=== Begin Enclosure ===

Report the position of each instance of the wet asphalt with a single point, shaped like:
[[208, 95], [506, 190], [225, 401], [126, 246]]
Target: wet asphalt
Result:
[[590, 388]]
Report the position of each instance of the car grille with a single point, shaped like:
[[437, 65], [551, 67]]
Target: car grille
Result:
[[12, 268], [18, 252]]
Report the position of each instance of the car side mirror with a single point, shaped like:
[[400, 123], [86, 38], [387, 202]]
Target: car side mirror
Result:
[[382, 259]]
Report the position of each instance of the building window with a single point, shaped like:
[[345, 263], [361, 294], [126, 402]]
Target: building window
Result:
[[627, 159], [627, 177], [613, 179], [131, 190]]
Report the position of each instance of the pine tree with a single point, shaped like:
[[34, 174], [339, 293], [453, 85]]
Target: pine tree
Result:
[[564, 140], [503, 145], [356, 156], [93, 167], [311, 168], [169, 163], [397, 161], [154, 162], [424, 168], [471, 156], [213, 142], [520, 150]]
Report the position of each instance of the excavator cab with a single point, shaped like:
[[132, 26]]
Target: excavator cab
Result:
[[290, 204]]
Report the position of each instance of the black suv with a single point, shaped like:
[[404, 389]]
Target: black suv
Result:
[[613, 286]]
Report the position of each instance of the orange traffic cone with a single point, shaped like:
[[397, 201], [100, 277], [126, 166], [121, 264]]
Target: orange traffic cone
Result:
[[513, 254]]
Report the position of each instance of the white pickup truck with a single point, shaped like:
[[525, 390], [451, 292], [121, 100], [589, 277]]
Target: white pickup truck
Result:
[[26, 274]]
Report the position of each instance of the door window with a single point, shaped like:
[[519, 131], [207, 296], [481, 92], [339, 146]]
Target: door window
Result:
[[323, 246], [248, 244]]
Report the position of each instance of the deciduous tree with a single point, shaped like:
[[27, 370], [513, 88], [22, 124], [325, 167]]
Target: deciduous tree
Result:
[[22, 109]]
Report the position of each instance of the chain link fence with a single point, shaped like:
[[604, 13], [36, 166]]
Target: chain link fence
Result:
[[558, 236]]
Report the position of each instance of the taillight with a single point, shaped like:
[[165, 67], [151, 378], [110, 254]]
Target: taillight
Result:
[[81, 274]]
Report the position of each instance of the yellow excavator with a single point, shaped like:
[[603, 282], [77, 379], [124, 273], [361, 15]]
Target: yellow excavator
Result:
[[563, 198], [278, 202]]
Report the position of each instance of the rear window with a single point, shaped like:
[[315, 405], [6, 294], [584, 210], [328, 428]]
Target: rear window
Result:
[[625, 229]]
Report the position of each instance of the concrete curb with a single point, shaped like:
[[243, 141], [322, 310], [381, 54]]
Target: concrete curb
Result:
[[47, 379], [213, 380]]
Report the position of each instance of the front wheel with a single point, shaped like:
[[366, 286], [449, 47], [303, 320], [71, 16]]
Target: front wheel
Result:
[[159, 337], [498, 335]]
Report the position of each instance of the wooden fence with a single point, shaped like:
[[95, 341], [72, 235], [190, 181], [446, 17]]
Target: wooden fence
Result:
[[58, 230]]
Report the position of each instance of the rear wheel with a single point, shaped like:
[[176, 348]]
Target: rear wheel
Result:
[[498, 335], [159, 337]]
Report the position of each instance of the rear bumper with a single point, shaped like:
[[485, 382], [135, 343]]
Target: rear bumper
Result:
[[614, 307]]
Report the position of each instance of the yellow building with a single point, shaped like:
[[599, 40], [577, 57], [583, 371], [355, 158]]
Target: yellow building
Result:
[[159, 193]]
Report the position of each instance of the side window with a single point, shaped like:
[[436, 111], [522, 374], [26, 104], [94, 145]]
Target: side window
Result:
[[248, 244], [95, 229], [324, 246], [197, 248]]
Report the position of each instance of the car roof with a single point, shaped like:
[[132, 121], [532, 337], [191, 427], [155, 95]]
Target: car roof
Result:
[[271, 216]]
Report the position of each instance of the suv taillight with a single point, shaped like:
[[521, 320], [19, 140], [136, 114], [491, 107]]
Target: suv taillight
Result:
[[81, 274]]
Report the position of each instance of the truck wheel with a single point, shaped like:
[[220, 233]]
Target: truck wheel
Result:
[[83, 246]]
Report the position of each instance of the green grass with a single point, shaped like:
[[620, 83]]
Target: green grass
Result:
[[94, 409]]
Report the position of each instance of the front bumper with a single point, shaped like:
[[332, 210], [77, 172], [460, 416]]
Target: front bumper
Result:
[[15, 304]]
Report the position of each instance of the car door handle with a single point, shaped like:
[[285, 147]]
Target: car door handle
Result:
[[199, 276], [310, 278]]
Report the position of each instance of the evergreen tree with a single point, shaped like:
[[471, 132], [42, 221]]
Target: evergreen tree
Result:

=== End Enclosure ===

● Assigned task: From the first line to the last, return the data exactly as written.

● Final answer:
Report the position of each instance of the wet asphalt with a single point, shaped like:
[[208, 95], [506, 190], [225, 401], [126, 246]]
Target: wet asphalt
Result:
[[590, 388]]
Report the position of each instance of the car grille with a single point, shaped like:
[[437, 65], [551, 67]]
Target: car grille
Result:
[[12, 268], [18, 252]]
Report the position of each instance of the car side mirror with a single point, shaped like:
[[400, 123], [86, 38], [387, 202]]
Target: car side mirror
Result:
[[382, 259]]
Report the position of each instance of the building window with a single point, shaped like:
[[345, 263], [361, 294], [126, 402]]
Target: building window
Result:
[[627, 159], [627, 177], [613, 179], [131, 190]]
Report the position of each instance of the pine tree with a single point, shaped like:
[[34, 174], [339, 293], [453, 85]]
Target: pine tree
Result:
[[564, 140], [503, 145], [356, 156], [93, 167], [311, 168], [169, 163], [397, 161], [154, 162], [424, 168], [471, 156], [213, 142], [520, 150]]
Report the position of each instance of the excavator cab with a single point, shaped like:
[[132, 26]]
Target: excavator cab
Result:
[[290, 204]]
Report the position of each instance of the black suv with a single point, shaped like:
[[404, 389]]
Target: black suv
Result:
[[613, 286]]
Report the position of each instance of the orange traffic cone with a single point, shaped like:
[[397, 201], [100, 277], [126, 166], [121, 264]]
Target: orange traffic cone
Result:
[[513, 254]]
Report the position of each instance of the white pickup truck with a single point, shaped like:
[[525, 390], [451, 292], [121, 100], [589, 277]]
Target: white pickup truck
Result:
[[26, 274]]
Report the position of each instance of the door window with a single point, shaped like:
[[519, 131], [207, 296], [481, 92], [339, 146]]
Target: door window
Result:
[[323, 246], [248, 244]]
Report the position of each instance of the deciduous tree with a single point, shaped like:
[[27, 370], [513, 88], [22, 124], [325, 167]]
Target: deciduous tree
Result:
[[22, 109]]
Report the position of each instance of the chain link fence with a single point, shaped like:
[[604, 13], [36, 166]]
Target: chain link fence
Result:
[[558, 236]]
Report the position of each instance of the taillight with a single point, shaped like:
[[165, 67], [151, 378], [110, 254]]
Target: taillight
Result:
[[81, 274]]
Report the position of each instance of the yellow excavator with a single point, shaped like:
[[603, 282], [77, 379], [124, 273], [361, 15]]
Target: yellow excavator
Result:
[[563, 198], [278, 202]]
Report the position of each instance of the rear window with a single point, shaped like:
[[315, 405], [6, 294], [584, 210], [328, 428]]
Target: rear window
Result:
[[625, 229]]
Report the position of each instance of the concrete curb with a single point, shaped like:
[[243, 141], [322, 310], [381, 54]]
Target: concrete curb
Result:
[[47, 379], [213, 380]]
Report the position of each instance of the front wheel with a single point, shaped like:
[[366, 286], [449, 47], [303, 320], [71, 16]]
Target: front wheel
Result:
[[159, 337], [498, 335]]
Report the position of each instance of the wooden fence with a single point, shaped like:
[[95, 341], [72, 235], [190, 181], [446, 17]]
Target: wooden fence
Result:
[[58, 230]]
Report the position of each instance of the rear wheel with a single point, shaped like:
[[176, 348]]
Target: rear wheel
Result:
[[498, 335], [159, 337]]
Report the position of each instance of the rear bumper with a single point, shaped like:
[[485, 382], [135, 343]]
Target: rear bumper
Result:
[[614, 307]]
Report the position of each instance of the yellow building with a single point, shaped like:
[[599, 40], [577, 57], [583, 371], [355, 158]]
Target: yellow building
Result:
[[159, 193]]
Report the position of each instance of the side window with a single point, shaped like:
[[436, 111], [522, 374], [26, 104], [94, 145]]
Target: side window
Result:
[[248, 244], [95, 229], [324, 246], [197, 248]]
Report the position of each instance of the car roof with a single point, shaped like:
[[132, 121], [532, 337], [191, 427], [155, 95]]
Target: car roof
Result:
[[271, 216]]
Report the position of each instance of the suv taillight with a single point, shaped like:
[[521, 320], [19, 140], [136, 114], [491, 107]]
Target: suv taillight
Result:
[[81, 274]]
Report the position of each instance of the truck wheel with a single point, shaped like:
[[220, 233]]
Target: truck wheel
Result:
[[83, 246]]
Report the position of each instance of the green grass with a single point, shaped like:
[[620, 83]]
Target: green grass
Result:
[[94, 409]]
Report the position of each instance of the front bumper with a single point, shaped like:
[[332, 210], [77, 172], [460, 416]]
Target: front bumper
Result:
[[15, 304]]
Report the position of each instance of the car door handle with a single point, shaped like:
[[285, 147]]
Target: car door handle
Result:
[[199, 276], [310, 278]]
Report the position of each instance of the evergreen tree with a single point, shaped like:
[[471, 132], [42, 221]]
Target: evergreen tree
Result:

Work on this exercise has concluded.